_Document segment_

This Change of Control Agreement (this "Agreement"), dated as of
August 16, 2000, is between Eden Bioscience Corporation, a Washington
corporation (the "Company"), and Bradley S. Powell (the "Employee").

The Board of Directors of the Company (the "Board") has determined that
it is in the best interests of the Company and its stockholders to ensure that
the Company will have the continued dedication of the Employee, notwithstanding
the possibility, threat or occurrence of a Change of Control (as defined in
Appendix A to this Agreement, which is incorporated herein by this reference) of
the Company. The Board believes it is imperative to diminish the inevitable
distraction of the Employee arising from the personal uncertainties and risks
created by a pending or threatened Change of Control, to encourage the
Employee's full attention and dedication to the Company currently and in the
event of any threatened or pending Change of Control, to encourage the
Employee's willingness to serve a successor in an equivalent capacity, and to
provide the Employee with reasonable compensation and benefits arrangements in
the event that a Change of Control results in the Employee's loss of equivalent
employment.

_Information given_
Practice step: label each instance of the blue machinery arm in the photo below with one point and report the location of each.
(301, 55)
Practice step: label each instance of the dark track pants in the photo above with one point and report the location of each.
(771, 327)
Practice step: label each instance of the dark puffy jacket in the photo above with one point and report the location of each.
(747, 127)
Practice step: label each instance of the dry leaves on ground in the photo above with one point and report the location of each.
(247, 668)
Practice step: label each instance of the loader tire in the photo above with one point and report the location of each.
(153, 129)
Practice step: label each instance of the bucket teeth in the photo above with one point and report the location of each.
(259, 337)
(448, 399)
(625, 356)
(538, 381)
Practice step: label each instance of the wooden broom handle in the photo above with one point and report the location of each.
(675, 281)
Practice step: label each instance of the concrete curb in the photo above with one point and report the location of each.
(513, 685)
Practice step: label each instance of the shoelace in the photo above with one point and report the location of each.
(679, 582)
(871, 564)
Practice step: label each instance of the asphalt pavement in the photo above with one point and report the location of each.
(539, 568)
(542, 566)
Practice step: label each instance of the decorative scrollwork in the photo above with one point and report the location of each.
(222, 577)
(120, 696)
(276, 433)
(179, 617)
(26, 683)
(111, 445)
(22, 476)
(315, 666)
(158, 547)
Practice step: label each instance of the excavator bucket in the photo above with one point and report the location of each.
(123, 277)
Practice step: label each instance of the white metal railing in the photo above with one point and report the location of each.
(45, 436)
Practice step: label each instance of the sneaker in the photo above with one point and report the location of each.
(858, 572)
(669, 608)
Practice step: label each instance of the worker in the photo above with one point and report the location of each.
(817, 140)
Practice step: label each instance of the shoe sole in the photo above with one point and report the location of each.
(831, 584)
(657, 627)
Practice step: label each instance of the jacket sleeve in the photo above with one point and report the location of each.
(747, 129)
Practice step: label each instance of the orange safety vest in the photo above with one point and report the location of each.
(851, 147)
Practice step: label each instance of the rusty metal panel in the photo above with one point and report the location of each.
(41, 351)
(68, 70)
...
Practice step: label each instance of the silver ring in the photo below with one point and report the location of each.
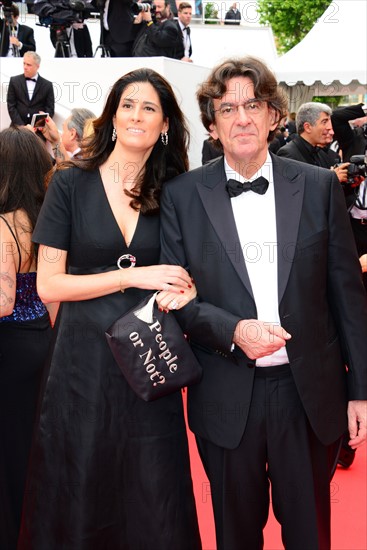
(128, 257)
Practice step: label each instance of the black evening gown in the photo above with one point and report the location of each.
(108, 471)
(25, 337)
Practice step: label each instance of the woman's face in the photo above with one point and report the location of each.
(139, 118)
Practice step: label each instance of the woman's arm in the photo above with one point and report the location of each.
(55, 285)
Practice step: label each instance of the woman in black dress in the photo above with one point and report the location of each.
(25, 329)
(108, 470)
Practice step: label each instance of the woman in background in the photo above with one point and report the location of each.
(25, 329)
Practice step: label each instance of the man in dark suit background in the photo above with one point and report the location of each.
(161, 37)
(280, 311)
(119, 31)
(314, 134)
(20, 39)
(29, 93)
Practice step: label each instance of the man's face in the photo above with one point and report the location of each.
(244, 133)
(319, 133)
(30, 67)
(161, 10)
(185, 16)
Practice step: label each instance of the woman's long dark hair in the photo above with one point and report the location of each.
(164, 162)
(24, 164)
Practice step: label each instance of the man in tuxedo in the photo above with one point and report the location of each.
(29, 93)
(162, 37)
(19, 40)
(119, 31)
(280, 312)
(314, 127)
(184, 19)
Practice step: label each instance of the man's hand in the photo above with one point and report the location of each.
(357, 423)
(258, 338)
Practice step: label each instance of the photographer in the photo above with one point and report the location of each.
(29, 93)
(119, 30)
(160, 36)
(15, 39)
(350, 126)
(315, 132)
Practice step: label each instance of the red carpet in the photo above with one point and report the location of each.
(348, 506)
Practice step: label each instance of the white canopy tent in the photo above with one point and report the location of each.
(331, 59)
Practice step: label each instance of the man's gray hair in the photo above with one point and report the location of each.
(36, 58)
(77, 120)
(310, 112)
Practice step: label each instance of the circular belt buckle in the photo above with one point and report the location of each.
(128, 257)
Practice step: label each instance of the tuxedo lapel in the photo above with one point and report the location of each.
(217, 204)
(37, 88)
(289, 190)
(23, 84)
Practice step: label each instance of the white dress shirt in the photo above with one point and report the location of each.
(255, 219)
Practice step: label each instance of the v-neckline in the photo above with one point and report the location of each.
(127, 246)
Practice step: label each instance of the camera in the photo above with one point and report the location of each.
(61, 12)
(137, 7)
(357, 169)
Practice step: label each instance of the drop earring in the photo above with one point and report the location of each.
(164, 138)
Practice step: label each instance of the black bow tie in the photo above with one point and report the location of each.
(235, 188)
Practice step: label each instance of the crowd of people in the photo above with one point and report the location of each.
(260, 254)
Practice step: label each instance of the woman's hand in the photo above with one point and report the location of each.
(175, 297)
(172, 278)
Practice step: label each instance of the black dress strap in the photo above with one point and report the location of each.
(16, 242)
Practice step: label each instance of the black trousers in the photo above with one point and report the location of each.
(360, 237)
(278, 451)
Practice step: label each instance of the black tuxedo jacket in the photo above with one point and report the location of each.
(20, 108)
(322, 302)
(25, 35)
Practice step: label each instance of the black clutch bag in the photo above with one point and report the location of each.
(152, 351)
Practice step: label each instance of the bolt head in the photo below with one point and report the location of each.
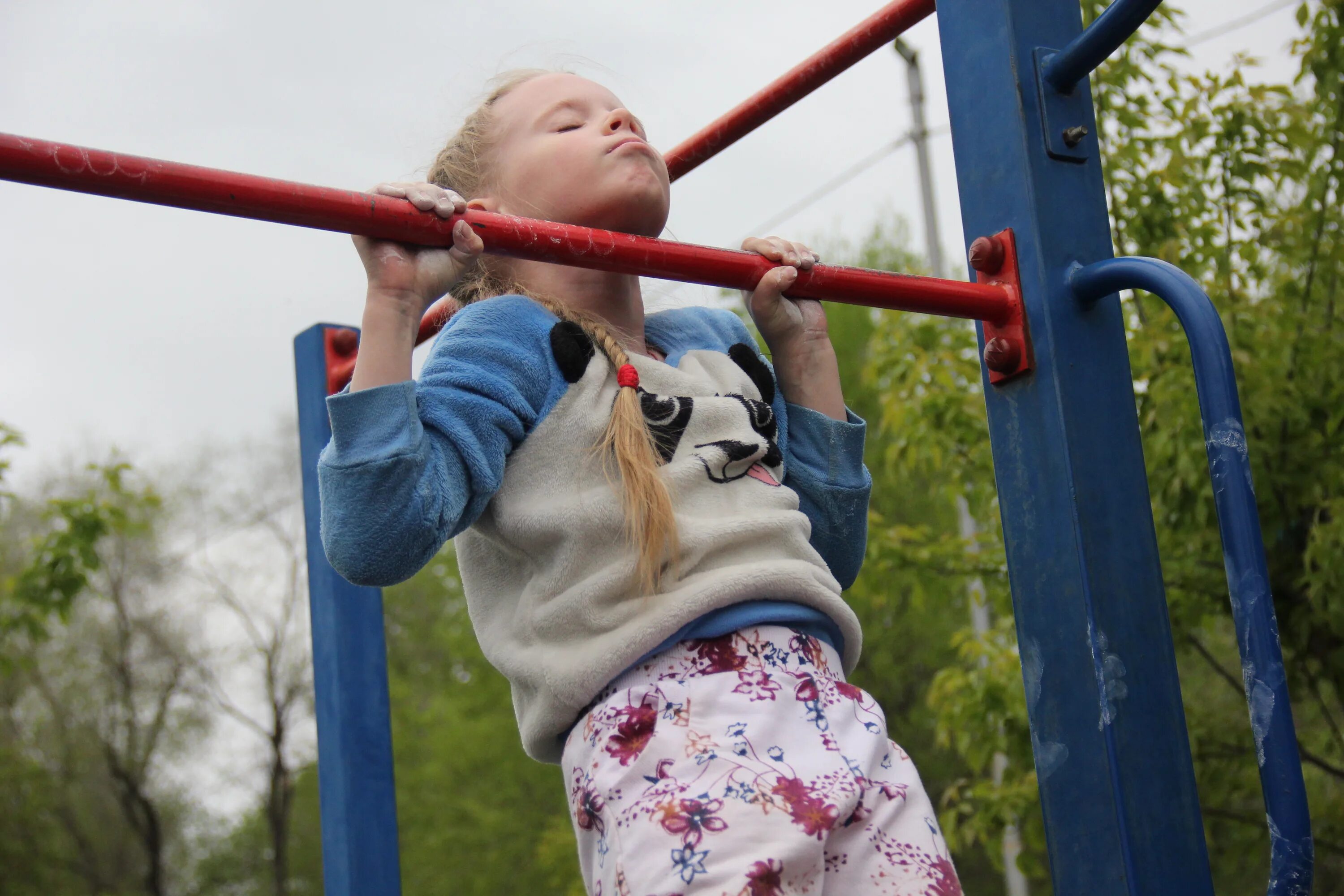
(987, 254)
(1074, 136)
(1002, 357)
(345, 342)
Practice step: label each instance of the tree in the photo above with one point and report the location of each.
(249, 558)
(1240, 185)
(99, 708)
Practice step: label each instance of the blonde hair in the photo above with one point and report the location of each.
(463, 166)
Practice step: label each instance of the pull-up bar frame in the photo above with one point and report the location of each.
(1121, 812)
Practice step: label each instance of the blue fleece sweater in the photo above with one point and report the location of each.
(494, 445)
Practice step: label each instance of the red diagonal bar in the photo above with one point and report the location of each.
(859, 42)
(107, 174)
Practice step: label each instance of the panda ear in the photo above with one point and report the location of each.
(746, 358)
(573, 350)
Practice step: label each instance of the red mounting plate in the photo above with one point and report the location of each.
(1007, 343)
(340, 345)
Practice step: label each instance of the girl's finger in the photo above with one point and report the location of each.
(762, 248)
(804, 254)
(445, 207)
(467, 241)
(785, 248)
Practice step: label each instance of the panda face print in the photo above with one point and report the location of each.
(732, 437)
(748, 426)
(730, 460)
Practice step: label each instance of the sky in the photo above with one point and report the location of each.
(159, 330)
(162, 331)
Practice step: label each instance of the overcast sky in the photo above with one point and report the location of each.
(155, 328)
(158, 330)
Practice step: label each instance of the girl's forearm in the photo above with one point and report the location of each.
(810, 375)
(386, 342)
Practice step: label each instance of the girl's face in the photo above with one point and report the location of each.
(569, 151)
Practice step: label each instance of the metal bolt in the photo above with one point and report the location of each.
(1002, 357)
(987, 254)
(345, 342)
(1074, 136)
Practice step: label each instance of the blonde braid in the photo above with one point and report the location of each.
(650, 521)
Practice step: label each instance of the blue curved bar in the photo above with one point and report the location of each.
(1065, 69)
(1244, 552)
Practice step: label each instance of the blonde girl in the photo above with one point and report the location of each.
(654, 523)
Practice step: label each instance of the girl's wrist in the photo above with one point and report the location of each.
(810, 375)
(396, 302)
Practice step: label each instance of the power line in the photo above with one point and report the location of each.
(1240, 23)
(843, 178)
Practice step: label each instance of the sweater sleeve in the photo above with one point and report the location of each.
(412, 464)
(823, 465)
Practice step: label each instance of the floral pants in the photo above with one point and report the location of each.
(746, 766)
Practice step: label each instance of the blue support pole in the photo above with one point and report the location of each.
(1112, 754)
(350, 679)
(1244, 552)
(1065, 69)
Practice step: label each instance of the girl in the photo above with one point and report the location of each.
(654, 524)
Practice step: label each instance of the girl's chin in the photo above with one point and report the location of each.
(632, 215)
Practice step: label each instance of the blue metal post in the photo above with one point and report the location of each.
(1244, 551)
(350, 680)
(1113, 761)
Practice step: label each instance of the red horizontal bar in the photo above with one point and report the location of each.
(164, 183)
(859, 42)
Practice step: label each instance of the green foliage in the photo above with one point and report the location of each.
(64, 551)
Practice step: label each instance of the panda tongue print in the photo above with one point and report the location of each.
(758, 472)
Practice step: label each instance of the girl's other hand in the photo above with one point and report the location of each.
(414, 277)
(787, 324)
==
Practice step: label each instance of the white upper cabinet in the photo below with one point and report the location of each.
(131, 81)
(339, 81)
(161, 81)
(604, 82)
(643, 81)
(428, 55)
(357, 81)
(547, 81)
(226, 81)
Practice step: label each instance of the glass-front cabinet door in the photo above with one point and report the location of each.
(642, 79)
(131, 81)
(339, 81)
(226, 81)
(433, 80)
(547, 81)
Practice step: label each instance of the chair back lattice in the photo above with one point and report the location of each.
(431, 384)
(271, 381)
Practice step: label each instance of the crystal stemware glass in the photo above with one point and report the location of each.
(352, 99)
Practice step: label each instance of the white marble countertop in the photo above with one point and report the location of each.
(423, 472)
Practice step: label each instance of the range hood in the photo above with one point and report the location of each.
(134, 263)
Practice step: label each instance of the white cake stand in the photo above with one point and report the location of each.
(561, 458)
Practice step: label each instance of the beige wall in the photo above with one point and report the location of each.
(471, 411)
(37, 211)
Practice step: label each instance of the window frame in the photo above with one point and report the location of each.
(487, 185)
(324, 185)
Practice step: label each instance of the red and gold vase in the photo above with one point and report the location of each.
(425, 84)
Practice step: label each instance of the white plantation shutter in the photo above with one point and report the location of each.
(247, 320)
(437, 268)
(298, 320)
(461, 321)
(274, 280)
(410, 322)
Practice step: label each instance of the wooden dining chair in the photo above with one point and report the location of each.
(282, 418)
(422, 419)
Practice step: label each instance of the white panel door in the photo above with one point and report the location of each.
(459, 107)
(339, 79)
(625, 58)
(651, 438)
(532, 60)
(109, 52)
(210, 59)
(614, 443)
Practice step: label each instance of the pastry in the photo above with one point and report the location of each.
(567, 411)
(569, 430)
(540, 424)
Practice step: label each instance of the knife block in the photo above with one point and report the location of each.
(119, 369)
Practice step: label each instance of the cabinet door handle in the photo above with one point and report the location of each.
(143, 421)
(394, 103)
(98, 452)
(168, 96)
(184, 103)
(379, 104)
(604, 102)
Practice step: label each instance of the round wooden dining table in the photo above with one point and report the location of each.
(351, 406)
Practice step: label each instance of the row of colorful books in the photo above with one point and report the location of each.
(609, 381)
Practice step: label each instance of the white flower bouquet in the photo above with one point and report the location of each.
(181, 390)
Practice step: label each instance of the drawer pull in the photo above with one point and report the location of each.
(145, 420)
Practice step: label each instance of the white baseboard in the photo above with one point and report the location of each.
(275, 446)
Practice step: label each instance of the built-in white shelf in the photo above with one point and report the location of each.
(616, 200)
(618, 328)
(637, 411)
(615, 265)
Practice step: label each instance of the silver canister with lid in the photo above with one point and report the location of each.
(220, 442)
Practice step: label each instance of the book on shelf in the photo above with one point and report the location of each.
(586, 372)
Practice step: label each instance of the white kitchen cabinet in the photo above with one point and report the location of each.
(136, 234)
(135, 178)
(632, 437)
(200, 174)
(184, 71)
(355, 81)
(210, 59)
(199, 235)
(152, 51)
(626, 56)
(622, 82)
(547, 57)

_Tasks to carry out_
**a.** Give every term that the change of control agreement excerpt defines with a label in quotation marks.
**b.** Pick up the change of control agreement excerpt after its last sentence and write the next passage.

_Per-task answers_
**a.** Agreement, Company, Employee, Board

**b.**
In order to accomplish these objectives, the Board has caused the
Company to enter into this Agreement.

1. EMPLOYMENT

1.1 CERTAIN DEFINITIONS

(a) "Effective Date" shall mean the first date during the Change of
Control Period (as defined in Section 1.1(b)) on which a Change of Control
occurs.

(b) "Change of Control Period" shall mean the period commencing on
the date of this Agreement and ending on the second anniversary of the date the
Company gives notice to the Employee that the Change of Control Period shall be
terminated.

1.2 EMPLOYMENT PERIOD

The Company hereby agrees to continue the Employee in its employ or in
the employ of its affiliated companies, and the Employee hereby agrees to remain
in the employ of the Company or its affiliated companies, in accordance with the
terms and provisions of this Agreement, for the period commencing on the
Effective Date and ending on the second anniversary of such date (the
"Employment Period").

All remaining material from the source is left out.